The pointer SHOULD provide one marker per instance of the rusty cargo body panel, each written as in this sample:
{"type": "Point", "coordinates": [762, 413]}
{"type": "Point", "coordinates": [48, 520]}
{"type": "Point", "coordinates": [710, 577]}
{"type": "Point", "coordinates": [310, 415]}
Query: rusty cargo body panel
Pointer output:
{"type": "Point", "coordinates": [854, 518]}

■ Written instruction
Please rewrite every line of the items above as a JSON list of strings, with one string per line and no blank lines.

■ The completed task
[
  "The pointer SHOULD provide one marker per instance of the rusty cargo body panel, each written as in this sample:",
  "{\"type\": \"Point\", \"coordinates\": [762, 413]}",
  "{\"type\": \"Point\", \"coordinates\": [48, 520]}",
  "{\"type\": \"Point\", \"coordinates\": [710, 577]}",
  "{\"type\": \"Point\", \"coordinates\": [310, 415]}",
  "Query: rusty cargo body panel",
  "Pointer output:",
  "{\"type\": \"Point\", \"coordinates\": [854, 518]}"
]